## [Исходный текст]
********
Что касается языка журналистов, то это полное одичание. У журналов и газет нет денег, в результате упраздняется корректура, отдел проверки (в одной солидной газете как-то прочитал, что «Гулливера» написал Даниэль Дефо). Да и высоколобые интеллигенты иногда несут такую чушь. Впрочем… У бывшего министра обороны маршала Устинова была прекрасная петербургская речь, а Горбачев говорил «нАчать», но я все-таки Устинову предпочитаю Горбачева. При все при том хочется, конечно, чтобы наше высокое начальство было поинтеллигентнее.

— А вы заметили, что криминальный жаргон стал чуть ли не официальным языком власти? Взять хотя бы уже классическое «мочить в сортире». Или тот же Путин играет с мальчишкой в шашки, пацан проигрывает, и президент ему говорит: «Сливай воду!» Это по телевидению видит и слышит вся страна. Или он же, обращаясь к предпринимателям-экспортерам: «Пыль замучаетесь глотать!». И народ это воспринимает с энтузиазмом. Почему?
********
Строки с контурами:
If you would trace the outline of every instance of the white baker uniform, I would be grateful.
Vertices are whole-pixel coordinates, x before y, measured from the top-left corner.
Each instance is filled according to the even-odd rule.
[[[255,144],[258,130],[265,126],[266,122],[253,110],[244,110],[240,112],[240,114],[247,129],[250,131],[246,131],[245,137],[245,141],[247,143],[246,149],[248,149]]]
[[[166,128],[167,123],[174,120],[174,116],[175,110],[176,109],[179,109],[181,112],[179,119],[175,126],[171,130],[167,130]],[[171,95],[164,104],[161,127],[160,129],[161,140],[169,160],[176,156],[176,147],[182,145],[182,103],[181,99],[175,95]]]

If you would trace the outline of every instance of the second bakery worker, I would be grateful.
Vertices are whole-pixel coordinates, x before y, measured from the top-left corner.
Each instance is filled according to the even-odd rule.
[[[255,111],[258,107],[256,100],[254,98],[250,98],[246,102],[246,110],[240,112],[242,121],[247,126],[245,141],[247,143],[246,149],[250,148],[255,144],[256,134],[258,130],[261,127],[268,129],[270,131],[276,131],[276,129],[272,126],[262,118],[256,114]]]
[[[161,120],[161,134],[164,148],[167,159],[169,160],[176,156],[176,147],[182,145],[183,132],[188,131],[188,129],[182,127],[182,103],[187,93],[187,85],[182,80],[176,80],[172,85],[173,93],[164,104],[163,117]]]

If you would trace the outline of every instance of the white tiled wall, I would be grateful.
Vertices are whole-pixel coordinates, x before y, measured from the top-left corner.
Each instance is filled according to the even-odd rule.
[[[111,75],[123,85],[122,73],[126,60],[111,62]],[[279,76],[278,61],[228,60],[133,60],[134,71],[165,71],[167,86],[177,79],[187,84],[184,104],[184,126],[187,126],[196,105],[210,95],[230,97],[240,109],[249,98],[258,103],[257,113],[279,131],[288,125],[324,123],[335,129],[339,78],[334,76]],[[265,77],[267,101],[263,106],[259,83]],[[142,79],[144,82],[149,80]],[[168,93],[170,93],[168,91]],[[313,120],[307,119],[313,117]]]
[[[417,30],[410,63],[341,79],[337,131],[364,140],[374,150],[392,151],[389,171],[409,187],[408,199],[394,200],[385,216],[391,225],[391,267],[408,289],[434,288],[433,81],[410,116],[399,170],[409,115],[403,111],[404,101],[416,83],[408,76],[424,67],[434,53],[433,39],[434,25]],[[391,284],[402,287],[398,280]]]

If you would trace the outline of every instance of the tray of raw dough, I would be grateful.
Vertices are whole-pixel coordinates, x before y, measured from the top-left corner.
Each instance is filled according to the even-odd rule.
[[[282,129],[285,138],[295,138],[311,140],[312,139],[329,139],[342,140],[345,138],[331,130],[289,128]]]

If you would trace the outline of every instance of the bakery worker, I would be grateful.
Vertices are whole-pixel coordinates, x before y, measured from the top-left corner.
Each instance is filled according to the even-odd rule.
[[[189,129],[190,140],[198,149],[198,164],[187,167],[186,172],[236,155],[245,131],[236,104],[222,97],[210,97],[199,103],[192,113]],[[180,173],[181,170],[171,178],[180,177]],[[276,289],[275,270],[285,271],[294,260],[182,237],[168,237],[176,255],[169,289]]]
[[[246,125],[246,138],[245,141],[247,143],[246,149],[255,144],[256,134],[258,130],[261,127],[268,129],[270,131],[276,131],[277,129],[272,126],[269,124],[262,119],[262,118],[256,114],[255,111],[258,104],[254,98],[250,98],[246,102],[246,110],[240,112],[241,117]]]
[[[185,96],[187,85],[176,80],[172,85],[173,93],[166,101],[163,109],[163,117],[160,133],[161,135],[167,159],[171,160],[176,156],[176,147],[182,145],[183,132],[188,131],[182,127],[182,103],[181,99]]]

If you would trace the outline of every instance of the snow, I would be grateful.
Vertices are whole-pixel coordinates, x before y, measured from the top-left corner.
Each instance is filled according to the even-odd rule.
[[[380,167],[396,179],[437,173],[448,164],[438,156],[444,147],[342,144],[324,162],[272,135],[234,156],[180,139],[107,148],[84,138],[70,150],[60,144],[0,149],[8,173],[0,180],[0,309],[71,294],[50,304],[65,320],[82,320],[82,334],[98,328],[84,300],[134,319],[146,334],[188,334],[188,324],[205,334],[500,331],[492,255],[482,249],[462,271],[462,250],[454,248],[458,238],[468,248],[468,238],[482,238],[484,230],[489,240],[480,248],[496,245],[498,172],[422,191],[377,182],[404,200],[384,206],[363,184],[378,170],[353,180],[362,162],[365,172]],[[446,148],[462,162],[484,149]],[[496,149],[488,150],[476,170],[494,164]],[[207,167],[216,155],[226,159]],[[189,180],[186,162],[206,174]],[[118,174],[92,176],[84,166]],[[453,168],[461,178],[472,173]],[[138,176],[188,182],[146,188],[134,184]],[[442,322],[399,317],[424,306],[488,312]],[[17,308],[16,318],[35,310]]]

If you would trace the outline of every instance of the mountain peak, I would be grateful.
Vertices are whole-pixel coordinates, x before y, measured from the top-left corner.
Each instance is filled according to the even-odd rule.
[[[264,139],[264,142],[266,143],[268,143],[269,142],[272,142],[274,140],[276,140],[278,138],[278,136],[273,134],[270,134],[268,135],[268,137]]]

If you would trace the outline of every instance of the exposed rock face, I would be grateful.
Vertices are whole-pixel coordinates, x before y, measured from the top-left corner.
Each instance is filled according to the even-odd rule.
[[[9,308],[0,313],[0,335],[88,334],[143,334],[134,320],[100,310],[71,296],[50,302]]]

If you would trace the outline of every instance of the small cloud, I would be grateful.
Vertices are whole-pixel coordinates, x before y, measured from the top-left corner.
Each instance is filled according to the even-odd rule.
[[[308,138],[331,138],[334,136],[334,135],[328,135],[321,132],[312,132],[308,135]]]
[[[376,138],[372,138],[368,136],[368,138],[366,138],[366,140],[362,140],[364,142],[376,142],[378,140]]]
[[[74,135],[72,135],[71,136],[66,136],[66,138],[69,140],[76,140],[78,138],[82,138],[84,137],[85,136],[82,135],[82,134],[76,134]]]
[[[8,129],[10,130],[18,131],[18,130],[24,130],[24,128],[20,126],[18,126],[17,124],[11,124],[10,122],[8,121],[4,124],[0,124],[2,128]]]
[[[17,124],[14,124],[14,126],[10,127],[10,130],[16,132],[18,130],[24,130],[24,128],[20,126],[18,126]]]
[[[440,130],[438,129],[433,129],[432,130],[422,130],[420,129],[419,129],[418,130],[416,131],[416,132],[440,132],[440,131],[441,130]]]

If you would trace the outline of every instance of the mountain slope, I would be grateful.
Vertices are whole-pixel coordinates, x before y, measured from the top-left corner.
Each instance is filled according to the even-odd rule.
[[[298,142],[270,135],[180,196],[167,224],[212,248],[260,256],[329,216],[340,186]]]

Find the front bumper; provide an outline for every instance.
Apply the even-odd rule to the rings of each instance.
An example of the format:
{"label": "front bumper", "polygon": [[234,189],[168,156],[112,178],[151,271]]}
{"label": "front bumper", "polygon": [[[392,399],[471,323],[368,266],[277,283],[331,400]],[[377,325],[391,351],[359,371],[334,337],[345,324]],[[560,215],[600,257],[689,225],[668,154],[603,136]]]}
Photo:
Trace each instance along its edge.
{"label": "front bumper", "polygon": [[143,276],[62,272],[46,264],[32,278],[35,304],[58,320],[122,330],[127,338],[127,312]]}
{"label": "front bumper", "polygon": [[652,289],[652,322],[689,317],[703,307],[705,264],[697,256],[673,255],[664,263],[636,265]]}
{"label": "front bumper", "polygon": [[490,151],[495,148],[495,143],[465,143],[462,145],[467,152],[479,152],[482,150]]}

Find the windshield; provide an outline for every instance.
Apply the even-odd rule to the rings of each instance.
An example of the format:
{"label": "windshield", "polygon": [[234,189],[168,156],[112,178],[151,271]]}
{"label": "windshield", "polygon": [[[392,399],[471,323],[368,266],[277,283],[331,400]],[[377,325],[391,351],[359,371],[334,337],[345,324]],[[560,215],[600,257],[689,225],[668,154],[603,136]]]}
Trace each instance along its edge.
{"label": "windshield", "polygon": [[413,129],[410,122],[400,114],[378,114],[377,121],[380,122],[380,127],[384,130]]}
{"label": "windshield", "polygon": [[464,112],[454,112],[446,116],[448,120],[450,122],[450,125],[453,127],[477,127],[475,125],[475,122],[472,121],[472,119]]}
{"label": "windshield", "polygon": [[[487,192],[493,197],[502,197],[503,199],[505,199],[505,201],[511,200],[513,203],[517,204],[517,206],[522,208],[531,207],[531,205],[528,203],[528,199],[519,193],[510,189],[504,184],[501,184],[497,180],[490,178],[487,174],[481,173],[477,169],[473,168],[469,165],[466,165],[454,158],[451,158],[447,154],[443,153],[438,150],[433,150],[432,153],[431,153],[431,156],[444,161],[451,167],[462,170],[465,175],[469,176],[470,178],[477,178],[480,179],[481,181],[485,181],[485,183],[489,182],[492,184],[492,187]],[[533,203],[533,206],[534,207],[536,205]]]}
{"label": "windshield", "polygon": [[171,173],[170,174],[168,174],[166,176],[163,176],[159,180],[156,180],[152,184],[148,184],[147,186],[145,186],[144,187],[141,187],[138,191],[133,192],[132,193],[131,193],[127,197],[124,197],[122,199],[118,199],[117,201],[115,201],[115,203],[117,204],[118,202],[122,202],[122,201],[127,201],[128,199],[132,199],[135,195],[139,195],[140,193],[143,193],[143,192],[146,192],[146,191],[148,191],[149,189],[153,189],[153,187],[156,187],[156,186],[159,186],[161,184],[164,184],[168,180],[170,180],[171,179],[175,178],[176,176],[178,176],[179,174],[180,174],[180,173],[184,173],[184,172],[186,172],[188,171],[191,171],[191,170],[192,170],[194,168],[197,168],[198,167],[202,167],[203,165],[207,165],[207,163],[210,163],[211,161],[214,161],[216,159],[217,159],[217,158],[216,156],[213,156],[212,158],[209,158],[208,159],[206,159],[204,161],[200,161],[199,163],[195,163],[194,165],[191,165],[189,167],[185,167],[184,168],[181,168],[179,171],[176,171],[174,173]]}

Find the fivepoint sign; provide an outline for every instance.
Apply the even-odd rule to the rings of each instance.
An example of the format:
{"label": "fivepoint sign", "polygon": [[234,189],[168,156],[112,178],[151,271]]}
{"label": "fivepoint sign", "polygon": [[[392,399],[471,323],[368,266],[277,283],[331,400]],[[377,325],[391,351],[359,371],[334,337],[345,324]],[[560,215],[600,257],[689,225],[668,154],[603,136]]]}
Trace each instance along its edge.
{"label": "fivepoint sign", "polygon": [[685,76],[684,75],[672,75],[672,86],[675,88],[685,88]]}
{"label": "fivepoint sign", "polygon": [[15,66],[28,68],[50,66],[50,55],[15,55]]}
********
## [Задание]
Кому, судя по тексту о языке журналистов, одна солидная газета приписала авторство «Гулливера»?

## [Ответ]
Даниэлю Дефо.